» **Document excerpt**
□ □ □

Saturday, October 17, 2015

The Battle of Self

I had my P+7 draw on Monday and then I had my followup with the doctor Tuesday.

My progesterone level was 20 which was good for where I was in my cycle.  But she did say that she would supplement during pregnancy for the first trimester.  My estradiol was 124.5 also within the 7-700 range of being normal.  
It was only a day wait to get answers  but what God says is "no".  He says "no" to having answers.  He really wants me to let go and die to self so that I can put my full trust in Him.  

I want to understand.  I want answers.  I feel like a child being told "no".  I don't like it.  I am searching for anything to just grasp onto.  But the thing is I do have everything.  So why can't I just accept that?  Because I want something or think I do.  I have that fear of just letting go and saying "Jesus,I trust in You," when I am walking down this path of uncertainty and confusion of what is before me.  

There is that lingering fear that I want to hold on to.  But I must die to that fear and really let go.  I am not alone.  He wants to take me by the hand and guide me through this difficult road of uncertainty and show me something greater.  And as I try to hold on to what I know, the harder it becomes.  This is how the devil twists something so simple and complicates our life.

□ □ □

» **Exercise instructions**
A - Name every day of the week that appears in the blog post "The Battle of Self."
B - In the blog post "The Battle of Self," what was the writer's progesterone level?

□ □ □

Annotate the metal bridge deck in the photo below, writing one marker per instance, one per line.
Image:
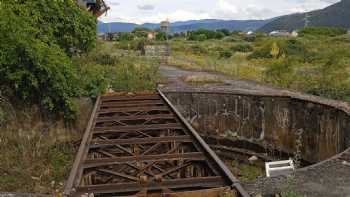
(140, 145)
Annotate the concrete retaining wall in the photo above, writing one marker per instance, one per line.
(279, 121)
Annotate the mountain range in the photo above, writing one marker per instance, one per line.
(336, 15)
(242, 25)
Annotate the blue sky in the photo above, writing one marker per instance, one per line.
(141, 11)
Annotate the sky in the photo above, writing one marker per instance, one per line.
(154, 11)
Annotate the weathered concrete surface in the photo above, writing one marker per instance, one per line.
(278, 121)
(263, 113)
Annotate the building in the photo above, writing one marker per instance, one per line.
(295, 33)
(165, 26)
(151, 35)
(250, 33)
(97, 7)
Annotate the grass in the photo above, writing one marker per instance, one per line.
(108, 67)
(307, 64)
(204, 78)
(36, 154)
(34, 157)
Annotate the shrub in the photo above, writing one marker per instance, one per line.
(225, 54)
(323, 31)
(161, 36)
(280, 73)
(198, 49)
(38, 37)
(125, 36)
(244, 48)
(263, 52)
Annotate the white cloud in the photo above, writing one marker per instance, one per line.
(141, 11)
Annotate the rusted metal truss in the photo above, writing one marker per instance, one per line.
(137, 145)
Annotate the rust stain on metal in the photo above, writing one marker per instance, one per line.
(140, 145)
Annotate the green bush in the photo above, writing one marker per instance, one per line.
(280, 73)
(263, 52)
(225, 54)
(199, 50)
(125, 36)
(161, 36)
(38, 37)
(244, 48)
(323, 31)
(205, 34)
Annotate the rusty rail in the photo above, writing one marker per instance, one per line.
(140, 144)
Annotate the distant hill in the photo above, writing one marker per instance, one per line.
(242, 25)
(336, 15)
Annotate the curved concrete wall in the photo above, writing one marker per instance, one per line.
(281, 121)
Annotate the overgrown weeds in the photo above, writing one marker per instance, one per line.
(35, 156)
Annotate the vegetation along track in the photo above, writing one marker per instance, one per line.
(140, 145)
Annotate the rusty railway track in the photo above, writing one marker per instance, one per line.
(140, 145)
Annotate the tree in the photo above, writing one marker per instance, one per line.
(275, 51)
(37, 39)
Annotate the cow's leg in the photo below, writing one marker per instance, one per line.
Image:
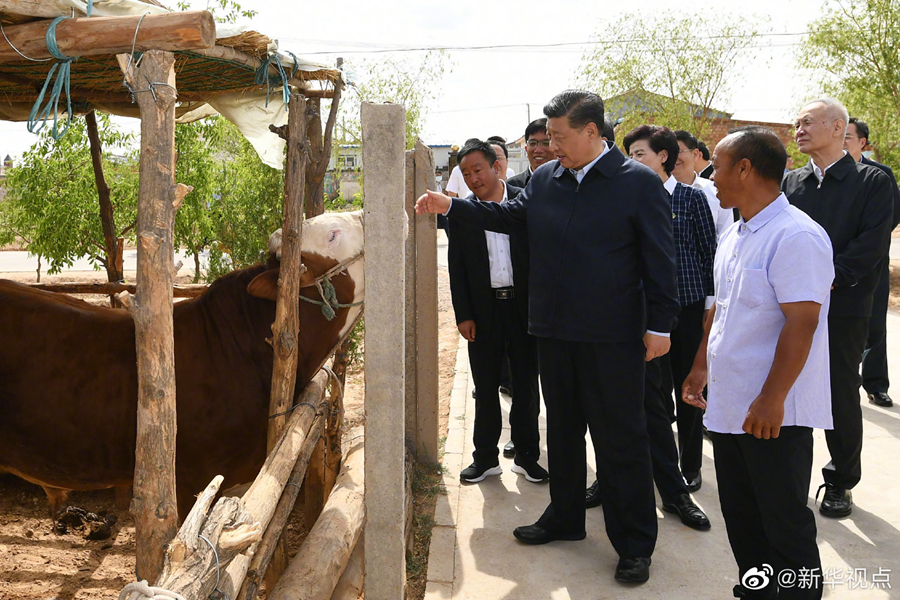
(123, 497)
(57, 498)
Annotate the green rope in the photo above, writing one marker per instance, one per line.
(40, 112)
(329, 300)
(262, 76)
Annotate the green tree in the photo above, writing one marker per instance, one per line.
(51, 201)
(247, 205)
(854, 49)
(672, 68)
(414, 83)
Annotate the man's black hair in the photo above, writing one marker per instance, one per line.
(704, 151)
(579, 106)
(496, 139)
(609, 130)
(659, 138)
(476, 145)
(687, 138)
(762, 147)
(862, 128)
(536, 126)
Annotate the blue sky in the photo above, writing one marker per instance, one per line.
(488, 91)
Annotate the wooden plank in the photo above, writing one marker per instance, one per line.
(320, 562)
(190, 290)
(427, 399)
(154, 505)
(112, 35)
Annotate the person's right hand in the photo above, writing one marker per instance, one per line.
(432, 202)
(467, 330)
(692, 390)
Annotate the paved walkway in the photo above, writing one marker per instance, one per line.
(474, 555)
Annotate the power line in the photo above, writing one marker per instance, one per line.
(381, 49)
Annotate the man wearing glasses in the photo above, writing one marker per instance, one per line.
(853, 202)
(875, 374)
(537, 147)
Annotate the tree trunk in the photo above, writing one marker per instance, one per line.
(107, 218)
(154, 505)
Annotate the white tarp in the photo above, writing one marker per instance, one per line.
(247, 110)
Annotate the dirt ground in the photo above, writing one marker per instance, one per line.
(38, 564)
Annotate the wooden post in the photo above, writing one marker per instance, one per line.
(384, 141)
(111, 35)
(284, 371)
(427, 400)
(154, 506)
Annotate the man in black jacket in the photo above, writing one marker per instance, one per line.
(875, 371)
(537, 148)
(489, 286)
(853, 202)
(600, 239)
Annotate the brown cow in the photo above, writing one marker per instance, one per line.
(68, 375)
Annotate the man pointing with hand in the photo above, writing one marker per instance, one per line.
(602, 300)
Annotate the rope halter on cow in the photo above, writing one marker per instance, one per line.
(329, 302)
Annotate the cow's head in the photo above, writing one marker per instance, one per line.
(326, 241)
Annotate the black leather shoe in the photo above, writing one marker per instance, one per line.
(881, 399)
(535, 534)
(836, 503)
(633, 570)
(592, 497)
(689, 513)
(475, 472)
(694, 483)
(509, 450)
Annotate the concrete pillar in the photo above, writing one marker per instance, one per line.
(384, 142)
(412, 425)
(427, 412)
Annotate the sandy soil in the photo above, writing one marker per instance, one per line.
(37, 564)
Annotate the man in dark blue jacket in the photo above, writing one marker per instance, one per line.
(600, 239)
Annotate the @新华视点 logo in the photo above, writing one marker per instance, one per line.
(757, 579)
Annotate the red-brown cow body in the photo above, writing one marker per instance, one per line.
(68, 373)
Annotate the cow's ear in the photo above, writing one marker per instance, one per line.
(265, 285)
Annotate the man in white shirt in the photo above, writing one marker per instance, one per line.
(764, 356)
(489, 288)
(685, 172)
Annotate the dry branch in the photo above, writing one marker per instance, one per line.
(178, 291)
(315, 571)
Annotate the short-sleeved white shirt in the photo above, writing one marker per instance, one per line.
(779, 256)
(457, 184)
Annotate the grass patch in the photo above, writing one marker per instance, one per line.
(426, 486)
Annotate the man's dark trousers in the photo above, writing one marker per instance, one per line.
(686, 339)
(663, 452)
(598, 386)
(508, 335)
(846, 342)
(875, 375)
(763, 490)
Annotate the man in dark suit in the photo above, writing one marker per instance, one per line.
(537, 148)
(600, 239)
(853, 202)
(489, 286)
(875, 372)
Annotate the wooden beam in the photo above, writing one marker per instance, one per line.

□ □ □

» **Per-task answers**
A - Saturday, Monday, Tuesday

B - 20